* _What is being asked_: Look below. Copy each line that has "hook" in it.

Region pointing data
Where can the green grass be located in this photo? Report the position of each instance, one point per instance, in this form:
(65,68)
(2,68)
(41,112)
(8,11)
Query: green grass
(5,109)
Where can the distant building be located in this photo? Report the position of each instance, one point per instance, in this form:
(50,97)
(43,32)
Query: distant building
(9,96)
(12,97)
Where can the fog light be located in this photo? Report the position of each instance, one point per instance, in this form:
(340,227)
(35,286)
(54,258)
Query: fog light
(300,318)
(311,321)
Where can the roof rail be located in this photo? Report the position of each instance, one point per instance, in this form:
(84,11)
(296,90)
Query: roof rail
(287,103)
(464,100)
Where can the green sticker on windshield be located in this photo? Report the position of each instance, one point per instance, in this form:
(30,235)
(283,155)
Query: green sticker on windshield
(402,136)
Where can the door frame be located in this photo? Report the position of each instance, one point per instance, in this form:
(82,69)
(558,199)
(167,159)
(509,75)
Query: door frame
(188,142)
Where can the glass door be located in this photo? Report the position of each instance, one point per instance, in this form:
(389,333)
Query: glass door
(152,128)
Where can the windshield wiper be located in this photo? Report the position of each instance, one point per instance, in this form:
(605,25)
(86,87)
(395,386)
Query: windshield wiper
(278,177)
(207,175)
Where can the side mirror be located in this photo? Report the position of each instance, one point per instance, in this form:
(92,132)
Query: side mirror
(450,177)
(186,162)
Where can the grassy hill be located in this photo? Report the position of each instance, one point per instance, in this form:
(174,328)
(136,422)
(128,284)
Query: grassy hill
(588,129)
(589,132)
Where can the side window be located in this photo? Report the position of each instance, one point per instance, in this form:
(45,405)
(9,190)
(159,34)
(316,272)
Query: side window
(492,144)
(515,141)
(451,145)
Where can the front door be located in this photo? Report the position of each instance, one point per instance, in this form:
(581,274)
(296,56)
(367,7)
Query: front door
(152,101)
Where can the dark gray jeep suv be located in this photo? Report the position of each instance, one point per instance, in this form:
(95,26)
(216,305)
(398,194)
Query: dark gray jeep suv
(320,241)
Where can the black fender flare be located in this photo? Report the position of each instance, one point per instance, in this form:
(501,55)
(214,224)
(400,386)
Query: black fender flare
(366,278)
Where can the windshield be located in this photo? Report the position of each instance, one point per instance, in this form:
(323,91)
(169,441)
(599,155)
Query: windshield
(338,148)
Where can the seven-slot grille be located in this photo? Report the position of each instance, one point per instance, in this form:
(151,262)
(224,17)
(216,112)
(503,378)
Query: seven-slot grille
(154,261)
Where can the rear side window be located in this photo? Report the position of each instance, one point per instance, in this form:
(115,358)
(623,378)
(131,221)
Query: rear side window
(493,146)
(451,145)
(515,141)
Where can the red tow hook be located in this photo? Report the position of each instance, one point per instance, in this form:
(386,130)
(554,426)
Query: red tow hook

* _Task response_:
Where can the red tow hook be located in this photo? Report the position of each instance, one point per instance, in this form:
Query: red tow hook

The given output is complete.